Segment Start: Excerpted text

This has been a long period with no newsletter periodical. As indicated in the header there have been new additions to family to distract us but also the massively disruptive pandemic. As early as February we were being pressed for meetings at GDC San Francisco and we then indicated that we imagined GDC would likely be cancelled. That suggestion was met with incredulity as people could not imagine that was even being considered. The idea was "crazy". It has taken a long time for people to accept the huge ramifications of this and even late April, friends were booking holidays in Spain on the basis that "this will all have blown over by May".
I think the message has now got through and happy to see people now following government advice and doing their best to take reasonable protective measures. Of course we all have families so the heavy demands of home schooling has taken its toll on time and energy, and consequently AI Factory's progress has been in the slow lane for a while.
One of the pandemic casualties: The unimaginable idea that GDC might not happen.
Despite everything, we are good and just now have completed a substantial volume of work on our Spades app. This program was started some 17 years ago and has been through many iterations. In this process it has morphed to change methods but still with some ancient game architecture in there. In consequence its iterative structure is complex. It is also likely our last game engine based on prescriptive analysis. Nowadays game AI is being taken over by deep learning techniques. Our engine actually mixes Monte Carlo (which forms part of deep learning AI) and heuristic knowledge. This blend is discussed in the previous article Mixing the Immiscible - MCTS and evaluation. It seems to be successful, allowing easy blending of radically different methods. The price paid though is that, without learning, all knowledge is derived from hand crafted input, which means there will be holes. Our intelligent beta report processing though is an effective means of finding these holes.

Segment End: Excerpted text

» Required work
a: According to the AI Factory newsletter, how long ago was the Spades program started?
b: Set down, word for word, everything in the AI Factory newsletter from "I think the" down to "might not happen.".
c: Write the next part of the AI Factory newsletter, beginning after its final sentence.

Segment Start: Supplied entries

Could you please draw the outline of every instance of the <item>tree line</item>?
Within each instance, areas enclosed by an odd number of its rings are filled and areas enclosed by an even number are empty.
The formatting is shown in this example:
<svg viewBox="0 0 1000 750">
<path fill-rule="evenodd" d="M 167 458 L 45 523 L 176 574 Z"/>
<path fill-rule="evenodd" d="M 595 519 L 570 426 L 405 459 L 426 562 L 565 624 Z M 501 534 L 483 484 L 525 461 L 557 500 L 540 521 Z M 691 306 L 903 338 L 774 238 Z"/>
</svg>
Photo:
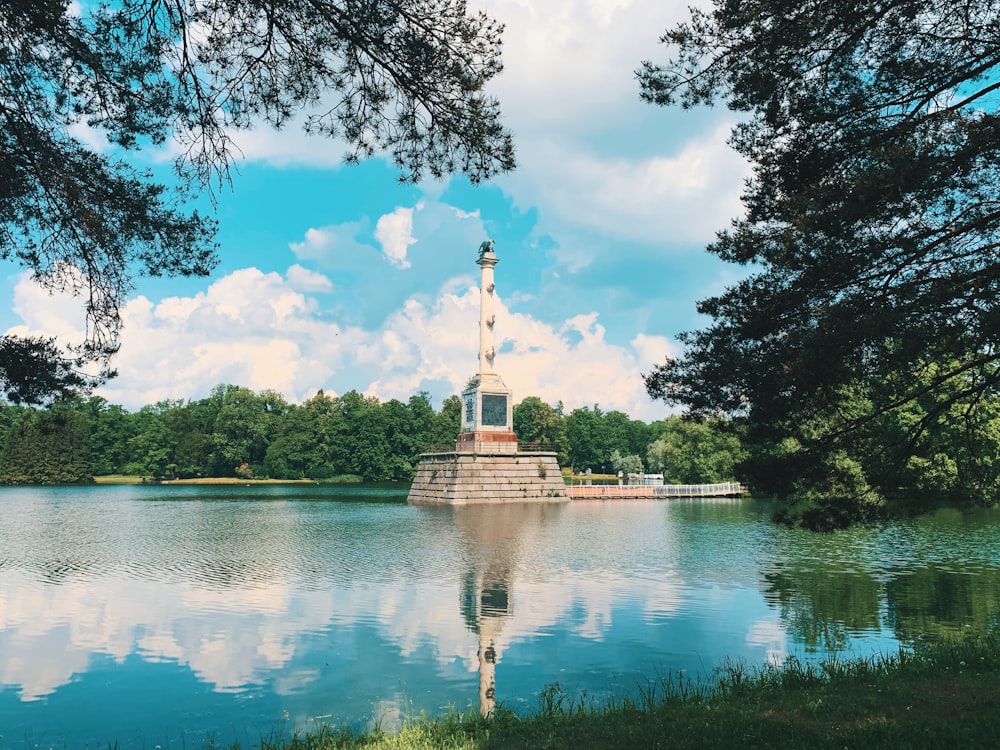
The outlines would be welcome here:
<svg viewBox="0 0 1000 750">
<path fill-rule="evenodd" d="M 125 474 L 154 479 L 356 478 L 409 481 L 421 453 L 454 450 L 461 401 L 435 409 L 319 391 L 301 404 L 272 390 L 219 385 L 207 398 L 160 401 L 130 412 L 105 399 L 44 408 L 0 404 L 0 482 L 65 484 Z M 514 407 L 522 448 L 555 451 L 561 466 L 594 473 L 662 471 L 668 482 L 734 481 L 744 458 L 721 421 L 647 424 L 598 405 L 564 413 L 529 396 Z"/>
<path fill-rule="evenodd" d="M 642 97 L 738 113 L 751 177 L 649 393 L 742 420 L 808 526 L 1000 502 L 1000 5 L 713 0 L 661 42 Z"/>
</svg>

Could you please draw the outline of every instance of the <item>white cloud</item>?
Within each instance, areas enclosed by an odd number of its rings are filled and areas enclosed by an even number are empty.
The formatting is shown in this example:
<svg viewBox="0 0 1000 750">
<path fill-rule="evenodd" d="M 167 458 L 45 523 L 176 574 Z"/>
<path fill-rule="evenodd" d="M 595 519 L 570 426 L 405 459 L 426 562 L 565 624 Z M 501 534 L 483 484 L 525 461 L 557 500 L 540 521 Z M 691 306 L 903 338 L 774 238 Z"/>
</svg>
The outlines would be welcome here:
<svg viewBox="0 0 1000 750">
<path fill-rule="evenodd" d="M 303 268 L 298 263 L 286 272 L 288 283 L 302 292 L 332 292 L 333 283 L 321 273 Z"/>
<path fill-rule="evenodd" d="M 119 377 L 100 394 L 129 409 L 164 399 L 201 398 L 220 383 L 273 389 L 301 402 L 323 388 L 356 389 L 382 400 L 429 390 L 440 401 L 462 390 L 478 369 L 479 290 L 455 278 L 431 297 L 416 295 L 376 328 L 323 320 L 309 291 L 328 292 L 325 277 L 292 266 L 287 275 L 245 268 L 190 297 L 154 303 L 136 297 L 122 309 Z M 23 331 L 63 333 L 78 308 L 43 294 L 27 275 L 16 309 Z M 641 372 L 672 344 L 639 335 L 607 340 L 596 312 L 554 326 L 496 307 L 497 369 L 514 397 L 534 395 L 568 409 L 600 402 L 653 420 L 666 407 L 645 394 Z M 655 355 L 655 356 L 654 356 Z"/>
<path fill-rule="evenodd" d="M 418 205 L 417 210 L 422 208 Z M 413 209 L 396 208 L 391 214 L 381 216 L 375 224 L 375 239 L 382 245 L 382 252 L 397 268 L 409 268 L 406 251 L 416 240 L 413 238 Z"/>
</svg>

Segment End: Supplied entries
Segment Start: Supplied entries

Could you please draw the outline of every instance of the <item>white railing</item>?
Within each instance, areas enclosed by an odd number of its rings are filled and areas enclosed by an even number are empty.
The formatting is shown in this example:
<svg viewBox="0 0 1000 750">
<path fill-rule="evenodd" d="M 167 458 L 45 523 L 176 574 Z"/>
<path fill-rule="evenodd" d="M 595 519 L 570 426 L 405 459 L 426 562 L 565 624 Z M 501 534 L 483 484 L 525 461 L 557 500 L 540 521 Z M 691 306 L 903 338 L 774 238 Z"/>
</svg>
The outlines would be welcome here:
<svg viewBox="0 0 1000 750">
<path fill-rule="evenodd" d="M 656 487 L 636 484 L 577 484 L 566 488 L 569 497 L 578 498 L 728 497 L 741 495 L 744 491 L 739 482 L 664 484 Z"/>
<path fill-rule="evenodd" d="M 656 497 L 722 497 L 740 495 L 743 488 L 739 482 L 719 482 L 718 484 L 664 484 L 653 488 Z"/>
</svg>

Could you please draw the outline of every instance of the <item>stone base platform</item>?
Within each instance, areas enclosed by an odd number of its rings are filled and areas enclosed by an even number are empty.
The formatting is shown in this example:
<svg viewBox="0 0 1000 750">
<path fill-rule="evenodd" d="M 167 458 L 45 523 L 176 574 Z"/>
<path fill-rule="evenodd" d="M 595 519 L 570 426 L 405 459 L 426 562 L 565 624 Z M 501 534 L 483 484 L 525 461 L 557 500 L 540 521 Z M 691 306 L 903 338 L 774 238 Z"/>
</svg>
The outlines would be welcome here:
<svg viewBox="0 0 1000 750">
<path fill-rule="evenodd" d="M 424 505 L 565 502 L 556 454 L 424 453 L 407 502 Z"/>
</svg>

Segment End: Supplied entries

» Answers given
a: Some 17 years ago.

b:
I think the message has now got through and happy to see people now following government advice and doing their best to take reasonable protective measures. Of course we all have families so the heavy demands of home schooling has taken its toll on time and energy, and consequently AI Factory's progress has been in the slow lane for a while.
One of the pandemic casualties: The unimaginable idea that GDC might not happen.

c:
In addition we did also re-structure our Spades sources to work with automated tuning. This work is in place but not 100% in a state to yet make it effective. What it has done is expose that tuning complex linear evaluation code is vulnerable to defects in that code that cannot be overcome by tuning. However an intermediate goal here is that this tuning step can spot areas of linear evaluation that make no net contribution to performance and that can be weeded out, providing higher speed and deeper search. However (again) a linked issue is that Monte Carlo has a generic defect that it will tend to randomly choose between moves where all lead to the same outcome. In consequence it will then appear to have played crazy moves from time to time. The problem here is that prescriptive code is in there to compensate for this tendency, but automated tuning cannot detect this so will steer the programmer to remove code that does not compromise performance but will compromise style.
One of the good stories for us was the upgrade to our Chess. Google Play announced that netplay was no longer to be supported so we had to drop things and create an alternative using Firebase. This seemed a pointless pain at the start of the process but happily the new netplay is both faster and offers more flexibility. We expect to add proper game clocks soon and the capacity to have restricted on-line chat with pre-defined questions and responses. The latter will allow the on-line play to feel more personalised as you will have some capacity to communicate with your opponent.
As the pandemic rolled out we noticed a large volume of increased exploitative scams and a secondary casualty was our Facebook page for our Chess app. This was hacked by Cambodian hackers and sadly we have been unable to regain control of it, so apologies to our 73 thousand followers. We have a new protected page. A component in our failure to recover stems from the pandemic where Facebook do not have the bandwidth to help users suffering from such hacks.
Finally we have been experimenting with new ad networks and considering outsourcing our ad network control. Progress here has been muddied by the intervening pandemic and also we have found intermediate things we needed to try before this. We now also use Unity and Adcolony.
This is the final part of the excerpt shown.